__SUPPLIED DATA__:
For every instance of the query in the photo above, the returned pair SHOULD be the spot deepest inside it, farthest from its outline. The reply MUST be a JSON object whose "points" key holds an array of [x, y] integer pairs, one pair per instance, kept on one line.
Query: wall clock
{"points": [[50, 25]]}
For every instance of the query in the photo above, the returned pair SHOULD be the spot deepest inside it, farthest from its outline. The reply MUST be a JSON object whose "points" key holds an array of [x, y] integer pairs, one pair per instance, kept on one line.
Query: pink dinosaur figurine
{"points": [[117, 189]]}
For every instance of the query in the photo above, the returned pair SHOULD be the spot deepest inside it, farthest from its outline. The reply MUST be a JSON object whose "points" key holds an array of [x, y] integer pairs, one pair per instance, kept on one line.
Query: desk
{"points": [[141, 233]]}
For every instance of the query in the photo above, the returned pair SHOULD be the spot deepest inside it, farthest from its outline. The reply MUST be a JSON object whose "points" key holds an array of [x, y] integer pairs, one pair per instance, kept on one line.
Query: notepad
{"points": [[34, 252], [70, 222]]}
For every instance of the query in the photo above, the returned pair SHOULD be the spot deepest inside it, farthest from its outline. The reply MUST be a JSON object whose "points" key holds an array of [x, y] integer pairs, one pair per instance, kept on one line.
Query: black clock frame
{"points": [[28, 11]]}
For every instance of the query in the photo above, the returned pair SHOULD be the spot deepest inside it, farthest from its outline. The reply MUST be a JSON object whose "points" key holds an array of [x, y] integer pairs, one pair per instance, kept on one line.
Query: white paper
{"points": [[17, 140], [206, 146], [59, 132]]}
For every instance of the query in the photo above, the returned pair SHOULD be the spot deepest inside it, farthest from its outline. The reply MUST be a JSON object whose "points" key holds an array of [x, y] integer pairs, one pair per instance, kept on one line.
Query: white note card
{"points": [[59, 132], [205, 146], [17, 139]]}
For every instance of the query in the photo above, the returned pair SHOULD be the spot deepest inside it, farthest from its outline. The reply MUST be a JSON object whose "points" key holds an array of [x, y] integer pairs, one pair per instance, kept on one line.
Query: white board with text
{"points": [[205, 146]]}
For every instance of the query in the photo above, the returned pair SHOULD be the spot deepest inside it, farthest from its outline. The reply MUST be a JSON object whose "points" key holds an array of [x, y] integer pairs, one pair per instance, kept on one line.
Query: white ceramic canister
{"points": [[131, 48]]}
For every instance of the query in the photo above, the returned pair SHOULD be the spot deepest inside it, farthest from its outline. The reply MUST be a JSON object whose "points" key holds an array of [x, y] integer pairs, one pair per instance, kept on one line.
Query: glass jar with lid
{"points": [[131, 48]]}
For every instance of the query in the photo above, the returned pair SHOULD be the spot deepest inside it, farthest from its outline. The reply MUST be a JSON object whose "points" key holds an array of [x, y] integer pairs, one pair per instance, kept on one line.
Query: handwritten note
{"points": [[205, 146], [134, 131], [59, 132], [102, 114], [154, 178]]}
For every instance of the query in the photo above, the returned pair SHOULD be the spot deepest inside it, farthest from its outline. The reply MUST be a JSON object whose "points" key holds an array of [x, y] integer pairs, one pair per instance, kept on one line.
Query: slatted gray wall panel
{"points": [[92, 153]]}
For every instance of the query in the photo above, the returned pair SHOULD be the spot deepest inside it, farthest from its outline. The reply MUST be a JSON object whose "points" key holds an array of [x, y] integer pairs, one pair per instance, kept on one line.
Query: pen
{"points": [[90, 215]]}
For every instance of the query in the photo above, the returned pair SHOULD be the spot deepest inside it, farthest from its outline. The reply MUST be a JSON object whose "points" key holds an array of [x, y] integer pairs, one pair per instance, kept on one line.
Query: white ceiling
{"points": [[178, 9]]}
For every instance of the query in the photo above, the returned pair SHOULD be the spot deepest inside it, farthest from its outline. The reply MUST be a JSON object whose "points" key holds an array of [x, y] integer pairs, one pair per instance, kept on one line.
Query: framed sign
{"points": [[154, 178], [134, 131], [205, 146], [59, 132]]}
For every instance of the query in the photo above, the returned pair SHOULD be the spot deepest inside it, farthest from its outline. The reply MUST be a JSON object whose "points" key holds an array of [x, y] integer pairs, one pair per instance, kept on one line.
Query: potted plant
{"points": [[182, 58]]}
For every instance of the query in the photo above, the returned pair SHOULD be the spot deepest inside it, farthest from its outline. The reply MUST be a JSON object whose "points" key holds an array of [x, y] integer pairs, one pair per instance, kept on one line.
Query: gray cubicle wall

__YOUR INSTRUCTIONS__:
Retype the listing above, exactly and in full.

__RESPONSE TO THIS EXERCISE__:
For every instance of the query in the photo above, the returned pair SHOULD be the spot deepest inside it, farthest from its outline. The reply MUST be a JSON object whose "points" key holds an array of [x, y] integer pairs, one pair per instance, kept on one line.
Query: wall clock
{"points": [[50, 25]]}
For every instance of the query in the photo above, the returned pair SHOULD be the spot deepest inside it, farthest from its outline. The reply MUST be a JSON object whose "points" key holds an array of [x, y] integer pairs, one pair per instance, kept on one line.
Query: pink dinosaur figurine
{"points": [[117, 189]]}
For every instance of the query in the photo above, the returned pair SHOULD be the spot deepest inside it, farthest from its outline. The reply MUST be a JSON object whose "points" key holds an array of [x, y] integer pairs, one pair per instance, kept on one line.
Query: desk
{"points": [[141, 233]]}
For every instance of the query in the photo above, the returned pair SHOULD be the spot deepest inside it, farthest from its outline. The reply MUST be a JSON object whose "points" key holds an array of [x, y] integer pairs, one pair per instance, kept on one line.
Query: notepad
{"points": [[34, 252], [70, 222]]}
For every instance of the query in the photo above, the returned pair SHOULD be the spot deepest inside it, farthest from its outline. The reply MUST be a JSON object whose "points" key holds an array of [x, y] integer pairs, one pair per instance, kept on one line.
Query: black clock frame
{"points": [[28, 11]]}
For every instance of the query in the photo above, the returned pair SHOULD be the spot deepest inside it, farthest from its outline. The reply MUST be a JSON object whose "points" key holds an array of [x, y] integer pairs, one pair per instance, kept on one line.
Query: white paper
{"points": [[17, 140], [206, 146], [59, 132]]}
For every instance of the query in the photo above, the returned pair SHOULD be the spot deepest inside it, farthest from its outline. The reply MUST be a JSON object whose "points" key holds an array of [x, y] integer pairs, one pair per instance, kept on one line.
Query: white note card
{"points": [[59, 132], [205, 146], [17, 139]]}
For every instance of the query in the photo above, the returned pair SHOULD be the spot deepest inside it, farthest from its outline. The reply MUST be a JSON object whose "points" key holds an array of [x, y] integer pairs, one pair per instance, kept on one line.
Query: white board with text
{"points": [[205, 146]]}
For every instance of the query in the photo above, the returned pair SHOULD be the spot deepest inside it, farthest from its outline. The reply MUST be a JSON object whose "points" key holds an array of [x, y] integer pairs, one pair per instance, kept on one line.
Query: white ceramic canister
{"points": [[131, 48]]}
For every instance of the query in the photo above, the returned pair SHOULD be the spot deepest inside it, farthest from its outline. The reply MUST be a JSON object whose "points" key holds an array of [x, y] integer pairs, one pair per instance, kept on one line.
Query: glass jar with lid
{"points": [[131, 48]]}
For every instance of the query in the photo above, the returned pair SHOULD be the spot deepest inside it, farthest from its outline. The reply MUST be a JSON object whose "points" key holds an array of [x, y] integer pairs, one pair per instance, kept on one line.
Query: handwritten note
{"points": [[205, 146], [134, 131], [59, 132], [102, 114], [154, 178]]}
For every instance of the query in the photo above, the returned pair SHOULD be the spot deepest inside it, farthest from its outline. The reply MUST be a JSON object whose "points" key holds an array of [x, y] integer pairs, one pair per instance, kept on one line.
Query: slatted gray wall panel
{"points": [[92, 153]]}
For every instance of the query in the photo above, the returned pair SHOULD be the spot deepest inside it, farthest from its outline. The reply MUST be a JSON object whose "points" key holds an array of [x, y] integer pairs, one pair per instance, kept on one line.
Query: pen
{"points": [[90, 215]]}
For every instance of the query in the photo above, the returned pair SHOULD be the spot deepest inside it, farthest from its outline. The reply MUST be a JSON object whose "points" key holds an array of [x, y] integer pairs, one pair per instance, kept on one line.
Query: white ceiling
{"points": [[178, 9]]}
For every instance of the query in the photo above, the returned pair SHOULD be the spot deepest inside it, farthest from its outline. The reply MUST be a JSON object whose "points" key holds an array of [x, y] integer pairs, one pair per instance, kept on one line.
Query: framed sign
{"points": [[154, 178], [134, 131], [205, 146], [59, 132]]}
For every instance of the query in the photo above, the returned pair SHOULD be the spot deepest inside it, farthest from its outline. The reply MUST be a JSON object whose "points" key holds an array of [x, y] integer pairs, one pair per instance, kept on one line.
Query: potted plant
{"points": [[182, 58]]}
For every instance of the query in the photo above, the returned pair SHOULD be the spot deepest inside it, farthest from its outline. The reply MUST be a JSON object whose "points" key holds an array of [x, y] integer pairs, one pair per instance, kept on one line.
Query: gray cubicle wall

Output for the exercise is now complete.